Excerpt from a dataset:
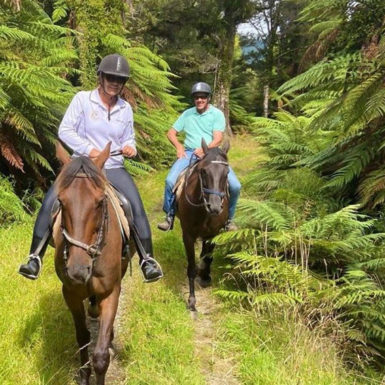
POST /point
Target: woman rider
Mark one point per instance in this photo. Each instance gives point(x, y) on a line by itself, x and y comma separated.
point(93, 119)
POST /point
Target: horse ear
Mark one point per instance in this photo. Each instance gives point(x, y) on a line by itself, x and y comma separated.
point(103, 156)
point(204, 146)
point(226, 147)
point(62, 154)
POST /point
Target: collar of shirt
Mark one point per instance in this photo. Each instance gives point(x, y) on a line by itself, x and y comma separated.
point(95, 98)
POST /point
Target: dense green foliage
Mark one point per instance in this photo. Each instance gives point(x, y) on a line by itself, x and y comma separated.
point(311, 240)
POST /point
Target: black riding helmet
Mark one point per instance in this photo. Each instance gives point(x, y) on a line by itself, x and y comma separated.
point(114, 65)
point(201, 87)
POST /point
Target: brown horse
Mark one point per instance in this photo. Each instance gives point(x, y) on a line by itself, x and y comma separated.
point(88, 258)
point(202, 209)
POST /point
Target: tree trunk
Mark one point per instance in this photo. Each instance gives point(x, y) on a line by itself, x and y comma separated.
point(224, 74)
point(266, 101)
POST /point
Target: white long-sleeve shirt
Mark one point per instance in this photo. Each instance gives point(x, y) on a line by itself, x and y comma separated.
point(85, 126)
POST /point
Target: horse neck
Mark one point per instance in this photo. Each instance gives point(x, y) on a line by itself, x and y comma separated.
point(193, 187)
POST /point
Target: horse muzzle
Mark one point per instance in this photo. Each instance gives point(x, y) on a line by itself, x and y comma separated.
point(214, 205)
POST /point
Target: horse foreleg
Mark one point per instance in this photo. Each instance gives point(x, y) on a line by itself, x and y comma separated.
point(101, 357)
point(205, 263)
point(191, 269)
point(83, 337)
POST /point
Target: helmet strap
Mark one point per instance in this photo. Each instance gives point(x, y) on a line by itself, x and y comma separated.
point(111, 100)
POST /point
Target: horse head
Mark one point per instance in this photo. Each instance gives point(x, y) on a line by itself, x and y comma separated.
point(213, 169)
point(81, 192)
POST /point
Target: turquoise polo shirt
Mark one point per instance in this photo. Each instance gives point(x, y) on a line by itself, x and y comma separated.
point(197, 126)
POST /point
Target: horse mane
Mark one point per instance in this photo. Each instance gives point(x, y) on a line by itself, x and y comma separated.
point(80, 165)
point(213, 153)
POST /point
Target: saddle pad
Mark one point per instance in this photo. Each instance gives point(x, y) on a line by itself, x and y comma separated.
point(177, 190)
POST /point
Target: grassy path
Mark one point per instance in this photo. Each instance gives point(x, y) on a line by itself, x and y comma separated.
point(157, 341)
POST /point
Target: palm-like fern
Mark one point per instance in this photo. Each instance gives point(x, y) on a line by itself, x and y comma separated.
point(34, 60)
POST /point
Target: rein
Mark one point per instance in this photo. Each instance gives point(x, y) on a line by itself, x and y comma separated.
point(93, 250)
point(203, 190)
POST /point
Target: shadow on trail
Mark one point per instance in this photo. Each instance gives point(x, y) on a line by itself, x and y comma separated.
point(172, 256)
point(49, 336)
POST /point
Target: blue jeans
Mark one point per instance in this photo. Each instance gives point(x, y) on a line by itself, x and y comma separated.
point(182, 163)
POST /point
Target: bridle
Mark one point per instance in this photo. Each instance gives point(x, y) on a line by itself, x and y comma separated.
point(93, 250)
point(203, 190)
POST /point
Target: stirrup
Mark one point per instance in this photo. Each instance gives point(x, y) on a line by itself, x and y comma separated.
point(170, 222)
point(38, 259)
point(157, 264)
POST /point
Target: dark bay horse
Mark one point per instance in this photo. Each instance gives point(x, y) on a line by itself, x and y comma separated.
point(202, 209)
point(88, 258)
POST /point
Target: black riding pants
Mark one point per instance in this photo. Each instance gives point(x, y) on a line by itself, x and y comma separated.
point(124, 183)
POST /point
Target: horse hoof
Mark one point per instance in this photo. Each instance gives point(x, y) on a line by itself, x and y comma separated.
point(204, 282)
point(194, 314)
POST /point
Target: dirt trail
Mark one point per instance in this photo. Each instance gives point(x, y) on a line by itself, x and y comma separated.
point(217, 370)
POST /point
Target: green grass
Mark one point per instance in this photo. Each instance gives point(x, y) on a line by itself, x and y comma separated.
point(36, 328)
point(280, 350)
point(38, 340)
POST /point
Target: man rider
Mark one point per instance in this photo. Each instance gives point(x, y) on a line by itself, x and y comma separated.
point(202, 121)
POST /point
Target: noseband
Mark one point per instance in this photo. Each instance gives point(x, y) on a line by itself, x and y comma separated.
point(93, 250)
point(204, 190)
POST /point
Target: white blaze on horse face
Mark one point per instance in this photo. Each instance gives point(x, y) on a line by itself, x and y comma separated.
point(81, 219)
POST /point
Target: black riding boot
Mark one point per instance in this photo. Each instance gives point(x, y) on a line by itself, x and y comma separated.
point(150, 267)
point(32, 268)
point(167, 224)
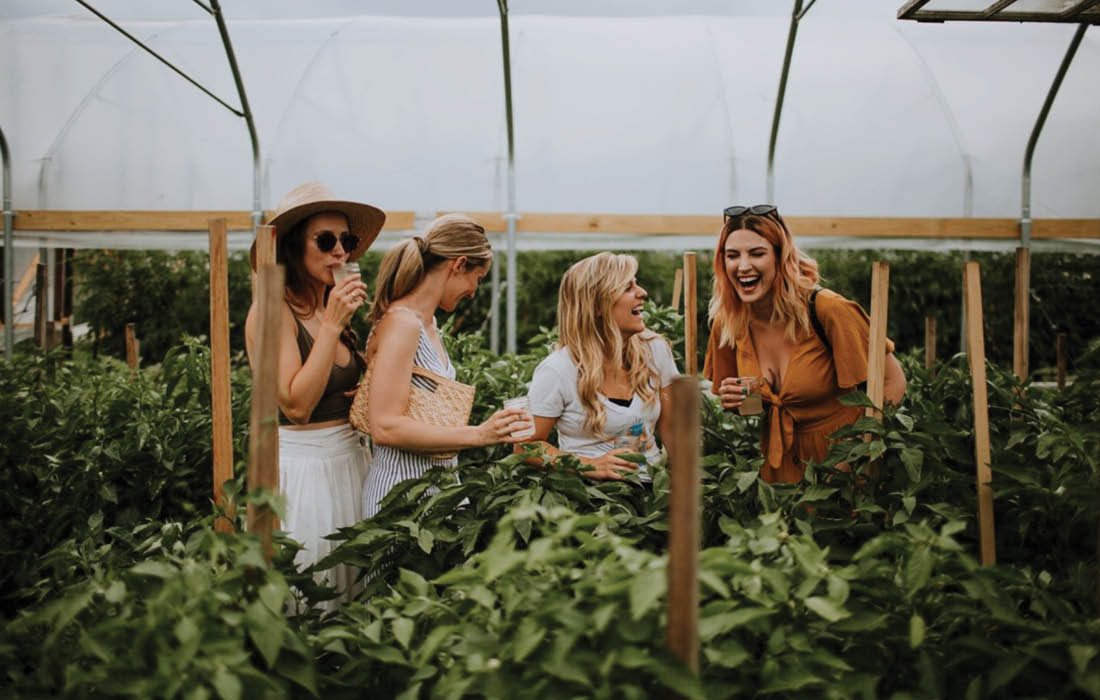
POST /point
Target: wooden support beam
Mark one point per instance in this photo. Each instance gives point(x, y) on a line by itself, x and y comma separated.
point(691, 316)
point(263, 439)
point(133, 347)
point(678, 285)
point(41, 306)
point(976, 354)
point(1022, 316)
point(930, 342)
point(877, 350)
point(1059, 352)
point(684, 496)
point(220, 405)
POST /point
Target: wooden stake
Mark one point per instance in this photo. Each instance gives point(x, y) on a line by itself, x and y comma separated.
point(133, 347)
point(41, 305)
point(691, 342)
point(1059, 351)
point(930, 342)
point(1020, 345)
point(684, 495)
point(263, 440)
point(220, 407)
point(678, 285)
point(976, 353)
point(265, 251)
point(877, 350)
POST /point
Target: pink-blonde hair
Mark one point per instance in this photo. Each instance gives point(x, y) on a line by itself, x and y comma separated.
point(795, 277)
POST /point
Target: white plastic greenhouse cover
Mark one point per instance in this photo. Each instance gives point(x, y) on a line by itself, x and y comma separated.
point(653, 107)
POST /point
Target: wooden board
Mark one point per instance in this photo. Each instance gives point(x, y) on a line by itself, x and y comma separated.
point(976, 354)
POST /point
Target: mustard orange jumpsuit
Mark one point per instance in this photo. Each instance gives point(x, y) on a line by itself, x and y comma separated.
point(805, 409)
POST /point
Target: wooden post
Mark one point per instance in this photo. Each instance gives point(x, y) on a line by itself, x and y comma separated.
point(220, 407)
point(265, 252)
point(1059, 351)
point(678, 285)
point(1020, 345)
point(691, 342)
point(684, 495)
point(976, 353)
point(133, 347)
point(877, 350)
point(930, 342)
point(41, 306)
point(263, 440)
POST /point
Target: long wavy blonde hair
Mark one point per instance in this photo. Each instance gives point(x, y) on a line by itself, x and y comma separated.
point(589, 291)
point(405, 265)
point(795, 276)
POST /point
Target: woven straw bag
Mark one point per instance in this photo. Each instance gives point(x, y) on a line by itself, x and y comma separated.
point(446, 404)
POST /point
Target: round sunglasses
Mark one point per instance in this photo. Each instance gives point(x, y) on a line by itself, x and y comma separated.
point(327, 240)
point(760, 210)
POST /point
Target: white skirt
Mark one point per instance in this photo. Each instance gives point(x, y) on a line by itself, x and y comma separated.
point(321, 473)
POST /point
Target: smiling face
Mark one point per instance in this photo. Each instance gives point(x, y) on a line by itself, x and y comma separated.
point(750, 265)
point(626, 310)
point(318, 263)
point(463, 282)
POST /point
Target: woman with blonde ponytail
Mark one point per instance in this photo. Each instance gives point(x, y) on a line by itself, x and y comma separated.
point(604, 387)
point(417, 277)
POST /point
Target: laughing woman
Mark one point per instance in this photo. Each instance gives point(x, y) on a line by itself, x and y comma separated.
point(605, 386)
point(762, 328)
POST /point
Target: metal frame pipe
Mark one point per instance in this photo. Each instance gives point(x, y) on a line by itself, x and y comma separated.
point(9, 253)
point(510, 216)
point(796, 14)
point(1025, 220)
point(257, 212)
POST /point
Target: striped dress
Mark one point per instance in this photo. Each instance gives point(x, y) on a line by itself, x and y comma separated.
point(392, 465)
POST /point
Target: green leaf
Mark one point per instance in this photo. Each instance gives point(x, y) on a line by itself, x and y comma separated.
point(265, 631)
point(646, 589)
point(915, 631)
point(227, 684)
point(826, 609)
point(403, 631)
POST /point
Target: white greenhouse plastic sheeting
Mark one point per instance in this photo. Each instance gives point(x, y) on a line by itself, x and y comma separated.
point(631, 113)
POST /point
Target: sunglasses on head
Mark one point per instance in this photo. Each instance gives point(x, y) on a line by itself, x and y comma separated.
point(760, 210)
point(327, 240)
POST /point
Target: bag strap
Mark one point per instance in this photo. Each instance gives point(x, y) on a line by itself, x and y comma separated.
point(816, 321)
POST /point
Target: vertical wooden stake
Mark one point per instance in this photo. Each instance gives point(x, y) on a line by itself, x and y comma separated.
point(1059, 351)
point(877, 350)
point(133, 347)
point(691, 342)
point(220, 407)
point(265, 252)
point(930, 342)
point(684, 495)
point(41, 305)
point(1020, 343)
point(263, 440)
point(976, 353)
point(678, 285)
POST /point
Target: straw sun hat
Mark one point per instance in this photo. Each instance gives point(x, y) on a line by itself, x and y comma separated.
point(305, 200)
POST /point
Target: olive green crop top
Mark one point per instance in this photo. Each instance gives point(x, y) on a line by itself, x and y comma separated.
point(333, 404)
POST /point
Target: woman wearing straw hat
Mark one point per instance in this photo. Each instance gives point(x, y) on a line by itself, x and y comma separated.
point(322, 461)
point(417, 277)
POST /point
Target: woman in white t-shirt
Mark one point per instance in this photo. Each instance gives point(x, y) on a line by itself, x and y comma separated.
point(604, 386)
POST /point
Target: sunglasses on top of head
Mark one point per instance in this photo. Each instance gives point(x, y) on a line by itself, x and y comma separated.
point(327, 240)
point(760, 210)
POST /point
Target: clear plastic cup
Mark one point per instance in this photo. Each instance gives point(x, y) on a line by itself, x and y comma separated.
point(754, 403)
point(341, 272)
point(520, 402)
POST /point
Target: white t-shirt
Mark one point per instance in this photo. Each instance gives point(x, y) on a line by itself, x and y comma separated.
point(553, 394)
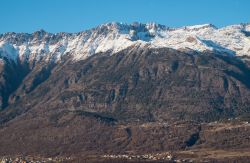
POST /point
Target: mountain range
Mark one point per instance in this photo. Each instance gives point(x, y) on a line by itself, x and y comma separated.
point(126, 89)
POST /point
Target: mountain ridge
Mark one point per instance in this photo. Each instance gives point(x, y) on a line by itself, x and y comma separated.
point(41, 45)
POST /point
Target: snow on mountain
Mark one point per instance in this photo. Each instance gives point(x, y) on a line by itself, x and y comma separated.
point(234, 40)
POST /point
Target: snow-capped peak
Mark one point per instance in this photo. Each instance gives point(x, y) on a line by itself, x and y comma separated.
point(234, 39)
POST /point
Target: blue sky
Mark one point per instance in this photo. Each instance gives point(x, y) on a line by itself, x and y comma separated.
point(78, 15)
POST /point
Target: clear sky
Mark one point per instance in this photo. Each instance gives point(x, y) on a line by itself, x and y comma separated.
point(78, 15)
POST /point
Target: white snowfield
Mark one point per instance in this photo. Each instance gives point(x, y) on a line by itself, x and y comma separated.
point(113, 37)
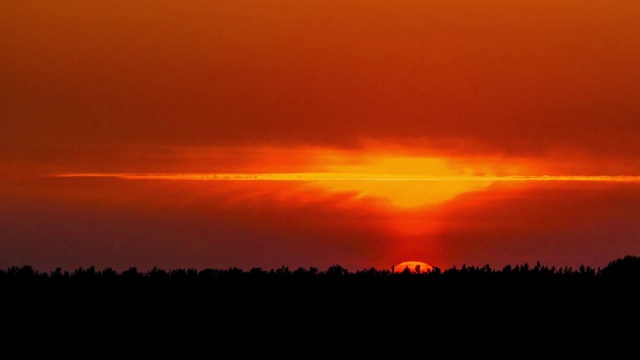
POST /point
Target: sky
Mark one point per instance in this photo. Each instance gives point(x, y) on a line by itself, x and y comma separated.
point(304, 133)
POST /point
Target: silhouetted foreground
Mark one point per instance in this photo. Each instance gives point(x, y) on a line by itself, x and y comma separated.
point(519, 310)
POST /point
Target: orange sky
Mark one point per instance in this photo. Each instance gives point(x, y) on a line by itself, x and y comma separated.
point(373, 132)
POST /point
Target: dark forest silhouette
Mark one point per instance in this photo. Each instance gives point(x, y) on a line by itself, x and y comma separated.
point(519, 309)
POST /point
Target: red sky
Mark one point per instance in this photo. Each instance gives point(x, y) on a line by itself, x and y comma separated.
point(314, 133)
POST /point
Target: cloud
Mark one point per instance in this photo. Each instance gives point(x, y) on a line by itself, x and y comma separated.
point(519, 79)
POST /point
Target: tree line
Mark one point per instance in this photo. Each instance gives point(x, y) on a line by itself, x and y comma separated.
point(518, 310)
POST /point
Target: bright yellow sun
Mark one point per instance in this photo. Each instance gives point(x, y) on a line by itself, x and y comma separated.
point(413, 266)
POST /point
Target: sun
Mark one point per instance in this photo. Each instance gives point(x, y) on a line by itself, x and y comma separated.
point(413, 267)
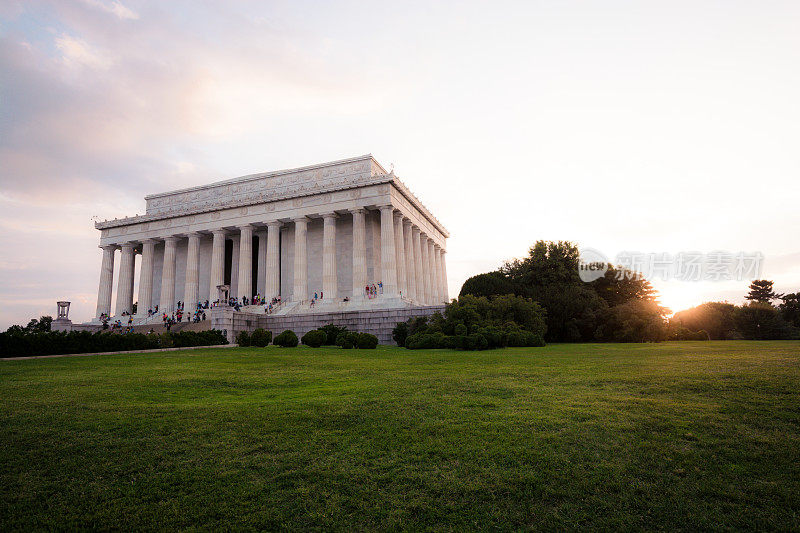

Short problem:
Write out everything from the start of the records down to the line containing "point(62, 154)", both included, and leave the pictures out of the answer.

Result for this exercise:
POST /point
Target: woman rider
Mark one point per instance in this photo. Each instance gives point(x, y) on a line by itself, x and y comma separated.
point(93, 119)
POST /point
Target: horse ear
Mark one point per instance in this photo. Each instance gives point(x, y) on a line by itself, x and y comma separated.
point(103, 156)
point(204, 146)
point(226, 147)
point(62, 154)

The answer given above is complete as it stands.